◆ **TEXT EXTRACT**

-- -- --

Math 244 Fall 2005 Sections 13: Professor Bumby
Some links

main course page.

semester course page.

Lecturer's Home Page.

Recitation Instructor's
Home Page.

Recitation Instructor's
Course Page
 A Java Applet for Studying Ordinary Differential Equations (written by M. Rychlik of U. of Ariz., maintained at Rutgers by E. Sontag)

Notes prepared for Math 252 on
Euler's method and its application to proving a
version of the existence and uniqueness theorems as
mentioned in the lecture on September 26. Theory will not play a big
role in this course, and computation will only appear in the Maple
labs, but it is important to know that initial value problems usually
have unique solutions since this assures you that any expression that
satisfies the conditions is the only right answer.
Correct answers, not methods, are the focus of all exercises and exam
problems in this course.
 Notes on Matrix
exponentials from Fall 2004 (except that a significant
typographical error was corrected on Oct. 15, 2005), that is the basis
of a lecture on October 10, 2005. Prior experience shows that this
approach gives an easier solution than the method described in the
textbook, and that it is also more likely to lead to a correct answer.
In particular, this means that exam questions will be written with the
expectation that this method will be used. For exam 2, only 2by2
matrix examples will appear. The extension to the 3by3 triangular
case will be revisited in part 3 of the course. Maple Lab 4 includes
routines for using this method in Maple, so it will be the next lab
done in this section. It should be ready early in the week of
Oct. 10, but preparation was actually completed on Oct. 15.
 Notes on Inhomogeneous equations and
systems that should have been prepared before
exam 3 are now available. They give details underlying the approach
taken in lecture. Some exercises are included. An attempt was made
to avoid fractions in these exercises. The attempt was mostly
successful, but there may be one or two exercises that don't have
answers that are as simple as intended.
 Notes on Series
methods from Fall 2004 indicating
differences between notation in the textbook and in the solutions
shown in lecture. The book's emphasis on formulas requiring a fixed
notation may make it more difficult to understand the simple
principles used in these methods. In particular, the exam will
emphasize finding the initial terms in a series rather than the
recurrence formula connecting the terms, so the notation for general
terms is less significant than finding the coefficient of a given
power of the independent variable. Some exercises are included with
instructions resembling those that you can expect on the exam. The
notes include a brief discussion of nonhomogeneous equations, but the notes
were made available so late that this was not included in the
exercises and will not be part of the exam.

-- -- --

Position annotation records
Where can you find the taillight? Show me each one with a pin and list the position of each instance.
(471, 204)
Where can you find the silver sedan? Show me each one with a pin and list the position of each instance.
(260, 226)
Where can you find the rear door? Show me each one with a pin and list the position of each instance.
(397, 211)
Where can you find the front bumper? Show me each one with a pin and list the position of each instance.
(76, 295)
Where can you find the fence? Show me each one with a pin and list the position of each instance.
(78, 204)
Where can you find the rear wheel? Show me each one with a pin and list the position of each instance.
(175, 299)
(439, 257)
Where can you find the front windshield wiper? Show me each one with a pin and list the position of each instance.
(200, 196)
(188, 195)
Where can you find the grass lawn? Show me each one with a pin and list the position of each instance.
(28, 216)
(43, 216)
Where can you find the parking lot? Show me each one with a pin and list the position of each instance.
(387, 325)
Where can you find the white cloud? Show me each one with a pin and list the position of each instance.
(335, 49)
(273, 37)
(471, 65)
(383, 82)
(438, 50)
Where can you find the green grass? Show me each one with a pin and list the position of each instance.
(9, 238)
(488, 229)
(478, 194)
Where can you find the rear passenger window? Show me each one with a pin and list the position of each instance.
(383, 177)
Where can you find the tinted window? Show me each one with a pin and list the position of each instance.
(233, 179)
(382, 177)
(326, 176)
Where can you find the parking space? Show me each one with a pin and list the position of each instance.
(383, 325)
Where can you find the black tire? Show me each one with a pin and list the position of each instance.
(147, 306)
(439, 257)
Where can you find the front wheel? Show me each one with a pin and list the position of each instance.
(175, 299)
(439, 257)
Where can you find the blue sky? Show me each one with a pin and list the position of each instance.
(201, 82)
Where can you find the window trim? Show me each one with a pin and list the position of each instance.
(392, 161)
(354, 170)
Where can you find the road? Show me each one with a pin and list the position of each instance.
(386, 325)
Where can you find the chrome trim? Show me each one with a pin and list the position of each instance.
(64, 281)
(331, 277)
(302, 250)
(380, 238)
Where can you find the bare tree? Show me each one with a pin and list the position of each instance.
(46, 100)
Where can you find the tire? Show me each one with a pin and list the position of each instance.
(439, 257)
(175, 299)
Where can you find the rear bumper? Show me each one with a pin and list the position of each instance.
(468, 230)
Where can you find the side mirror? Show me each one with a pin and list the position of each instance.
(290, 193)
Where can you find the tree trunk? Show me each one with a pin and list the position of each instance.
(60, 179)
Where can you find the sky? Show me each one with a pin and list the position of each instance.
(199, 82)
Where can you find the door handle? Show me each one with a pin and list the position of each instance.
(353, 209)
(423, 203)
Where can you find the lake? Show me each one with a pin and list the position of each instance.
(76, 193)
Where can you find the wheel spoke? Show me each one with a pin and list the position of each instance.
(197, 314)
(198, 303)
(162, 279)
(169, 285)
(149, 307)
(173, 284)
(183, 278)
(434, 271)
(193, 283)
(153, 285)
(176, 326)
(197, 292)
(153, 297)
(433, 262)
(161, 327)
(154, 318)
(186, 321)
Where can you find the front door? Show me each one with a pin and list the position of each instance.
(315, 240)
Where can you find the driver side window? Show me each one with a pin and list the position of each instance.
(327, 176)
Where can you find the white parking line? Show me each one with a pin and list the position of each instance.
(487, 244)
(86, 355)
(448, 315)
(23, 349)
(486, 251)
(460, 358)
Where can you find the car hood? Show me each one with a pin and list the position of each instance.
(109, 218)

-- -- --

◆ **WHAT IS BEING ASKED**
Output the Math 244 course page text from "main course page." to "by E. Sontag)", copying it word for word.

◆ **FINISHED EXERCISE**
main course page.

semester course page.

Lecturer's Home Page.

Recitation Instructor's
Home Page.

Recitation Instructor's
Course Page
 A Java Applet for Studying Ordinary Differential Equations (written by M. Rychlik of U. of Ariz., maintained at Rutgers by E. Sontag)